(INPUT RECORDS Opens)
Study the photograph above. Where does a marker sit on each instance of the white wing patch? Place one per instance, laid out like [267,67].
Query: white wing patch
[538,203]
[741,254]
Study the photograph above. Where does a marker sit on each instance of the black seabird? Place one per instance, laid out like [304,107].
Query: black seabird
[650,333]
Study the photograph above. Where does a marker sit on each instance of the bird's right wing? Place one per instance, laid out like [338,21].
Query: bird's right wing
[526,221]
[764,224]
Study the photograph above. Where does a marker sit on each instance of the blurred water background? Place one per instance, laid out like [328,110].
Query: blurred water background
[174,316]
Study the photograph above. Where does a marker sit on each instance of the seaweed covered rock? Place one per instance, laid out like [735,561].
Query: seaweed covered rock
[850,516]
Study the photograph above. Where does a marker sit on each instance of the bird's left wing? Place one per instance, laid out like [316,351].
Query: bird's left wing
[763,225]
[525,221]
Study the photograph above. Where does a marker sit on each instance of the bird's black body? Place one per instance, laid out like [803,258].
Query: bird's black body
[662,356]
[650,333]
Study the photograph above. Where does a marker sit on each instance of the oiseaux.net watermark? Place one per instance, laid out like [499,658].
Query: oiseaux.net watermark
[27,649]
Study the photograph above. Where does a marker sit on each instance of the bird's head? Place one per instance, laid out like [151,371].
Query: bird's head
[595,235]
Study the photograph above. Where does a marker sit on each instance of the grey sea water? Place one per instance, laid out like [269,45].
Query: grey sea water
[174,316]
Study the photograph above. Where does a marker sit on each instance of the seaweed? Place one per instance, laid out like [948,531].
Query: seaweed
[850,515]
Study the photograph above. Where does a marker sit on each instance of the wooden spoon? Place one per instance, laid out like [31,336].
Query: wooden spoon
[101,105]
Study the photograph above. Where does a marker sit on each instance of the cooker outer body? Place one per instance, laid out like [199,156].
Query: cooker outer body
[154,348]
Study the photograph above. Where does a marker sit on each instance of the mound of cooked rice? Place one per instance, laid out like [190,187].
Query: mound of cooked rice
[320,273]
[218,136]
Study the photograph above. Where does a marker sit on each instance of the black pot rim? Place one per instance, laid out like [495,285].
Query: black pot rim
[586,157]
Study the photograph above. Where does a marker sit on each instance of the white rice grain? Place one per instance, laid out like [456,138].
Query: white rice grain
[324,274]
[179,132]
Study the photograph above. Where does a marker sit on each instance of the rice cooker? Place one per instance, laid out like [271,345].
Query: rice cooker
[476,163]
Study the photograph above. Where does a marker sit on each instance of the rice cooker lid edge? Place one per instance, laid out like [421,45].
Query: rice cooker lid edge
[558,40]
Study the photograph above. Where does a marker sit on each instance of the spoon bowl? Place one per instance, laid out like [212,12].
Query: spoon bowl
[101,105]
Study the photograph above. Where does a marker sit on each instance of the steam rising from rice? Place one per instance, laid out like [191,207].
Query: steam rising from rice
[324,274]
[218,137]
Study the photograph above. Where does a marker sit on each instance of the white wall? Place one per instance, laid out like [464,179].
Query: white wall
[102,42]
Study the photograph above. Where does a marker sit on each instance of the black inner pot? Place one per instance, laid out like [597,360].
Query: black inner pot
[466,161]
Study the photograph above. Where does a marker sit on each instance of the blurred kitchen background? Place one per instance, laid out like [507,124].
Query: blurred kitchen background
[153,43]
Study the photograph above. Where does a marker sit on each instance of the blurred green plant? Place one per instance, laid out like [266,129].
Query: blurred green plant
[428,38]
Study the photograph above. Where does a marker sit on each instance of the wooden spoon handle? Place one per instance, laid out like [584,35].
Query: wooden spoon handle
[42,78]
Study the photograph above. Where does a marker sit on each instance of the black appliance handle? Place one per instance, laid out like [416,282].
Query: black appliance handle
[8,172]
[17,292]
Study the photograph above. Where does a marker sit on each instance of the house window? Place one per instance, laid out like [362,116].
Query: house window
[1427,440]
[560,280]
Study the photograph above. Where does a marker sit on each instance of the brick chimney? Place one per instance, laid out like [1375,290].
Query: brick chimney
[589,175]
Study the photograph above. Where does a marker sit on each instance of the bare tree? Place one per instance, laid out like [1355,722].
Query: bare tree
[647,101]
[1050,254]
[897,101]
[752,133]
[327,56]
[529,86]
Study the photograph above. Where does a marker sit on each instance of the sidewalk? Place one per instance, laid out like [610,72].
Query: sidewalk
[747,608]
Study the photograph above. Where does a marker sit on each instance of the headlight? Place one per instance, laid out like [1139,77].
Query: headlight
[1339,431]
(INPUT RECORDS Closes)
WORK INSTRUCTIONS => All records above are to be returned exactly as given.

RESULT =>
Study the photograph above. Where does a marker sit on each instance of the white wing patch? Place one per instance, laid out like [267,67].
Query: white wing patch
[538,203]
[741,254]
Study the photograph above. Where does a marker sit on each instance of the black seabird? Place one per instance, laid out like [304,107].
Query: black seabird
[650,333]
Study the photograph above. Where does a marker sit on each instance of the bird's right wing? Place one per instance, laid out like [338,21].
Query: bird's right wing
[526,221]
[764,224]
Study the photograph above. Where does a marker sit on each instance of the blurred water background? Place one per instance, laid out like [328,110].
Query: blurred water background
[174,316]
Study the photograph above. Where does a marker sit on each instance of the seaweed covered rock? Place one per instance, laid out like [735,561].
Query: seaweed covered rock
[850,516]
Study the photograph above. Where does a marker sit on each instance of the bird's left wing? Place one per instance, laid out like [316,351].
Query: bird's left wing
[763,225]
[525,221]
Study the photograph above. Where does a marker sit on each instance of the bird's black body? Place one per instance, laid out like [803,258].
Query: bird's black body
[662,356]
[650,333]
Study the photograph above. Where does a marker sit on each instance of the oiseaux.net watermark? Place one per instance, laid out like [499,658].
Query: oiseaux.net watermark
[27,649]
Study the photograph above. Where does a marker sit on each instance of the bird's head? Place one per instance, laid out like [151,371].
Query: bird's head
[595,235]
Study the photograph above. Where does a marker sit on each instance of the grey sea water? Place one per instance, laid out like [269,45].
Query: grey sea water
[174,316]
Study the photograph above. Where does a marker sit on each instance of the seaweed? Place one per instance, laid out like [948,531].
Query: seaweed
[850,515]
Study the photograph above. Where does a marker sit on each instance of the wooden spoon? Place one per instance, laid out like [31,336].
Query: wooden spoon
[101,105]
Study the photograph above. Where does a marker sit on each instance of the cooker outer body? Place one per instance, laid out like [199,156].
Query: cooker outer body
[154,348]
Study the photograph above. Where does a marker sit on each instance of the mound of cooked rice? Place one per instance, laid out like [190,187].
Query: mound of cooked rice
[320,273]
[218,136]
Study the photograph above. Where does a marker sit on each instance of the black pot rim? Place one per instance, laid out like [495,285].
Query: black pot rim
[586,157]
Study the photograph above. Where does a marker sit on each instance of the white rice grain? Place one per instance, laid out like [456,138].
Query: white rice grain
[324,274]
[179,132]
Study the photograph above. Where does a marker sit on each instance of the rice cooker? Place one per instance, laid out like [271,345].
Query: rice cooker
[476,163]
Study the photograph above. Where does a marker sit on each instance of the rice cooker lid edge? Place one per instance, laid out like [421,45].
Query: rice cooker lid edge
[558,40]
Study the photograph above. Where does a marker sit on each instance of the spoon bowl? Place one per instance, laid out like [212,12].
Query: spoon bowl
[101,105]
Study the photograph above. Where does a marker sit on each instance of the steam rising from rice? Place one per instance, laid out like [191,207].
Query: steam rising from rice
[324,274]
[218,137]
Study the photograph above. Where does a marker sit on each instance of the white wall? Place one per instance, laid out like [464,179].
Query: white wall
[102,42]
Study the photograph above. Where does a marker sit on each instance of the black inner pot? Place one per instance, laid out like [597,360].
Query: black inner pot
[466,161]
Study the photograph above. Where does a marker sit on each instance of the blurred kitchen background? Place one per instance, laid out like [507,124].
Query: blurred kitchen background
[153,43]
Study the photograph above. Where does a marker sit on each instance of the blurred green plant? Place one per instance, laid out like [266,129].
Query: blurred green plant
[428,38]
Study the photograph above. Where does a marker sit on each instance of the wooden spoon handle? Place one per instance, laid out like [584,35].
Query: wooden spoon handle
[42,78]
Study the photograph above. Where does a marker sit on each instance of the black appliance handle? Place one per instance, laid out like [416,282].
Query: black appliance handle
[8,172]
[17,292]
Study the photograph above. Where does a marker sit on each instance of the house window? Place one per instance, laid out like [362,116].
Query: house window
[1427,440]
[560,280]
Study the photograph above. Where does a marker sit on each instance of the brick chimney? Place one per instance, laid out like [1375,290].
Query: brick chimney
[589,175]
Study the photograph above. Where does a marker sit on each instance of the bare tree? Place one per instance, laid out like [1355,722].
Query: bare tree
[647,101]
[1050,254]
[897,101]
[752,133]
[327,56]
[529,86]
Study the photograph above. Where does a marker sit on each instance of the sidewalk? Place one per instance, laid out like [610,72].
Query: sidewalk
[747,608]
Study the photograph above. Where does a marker sit on each instance of the headlight? Place one per instance, laid out like [1139,77].
Query: headlight
[1339,431]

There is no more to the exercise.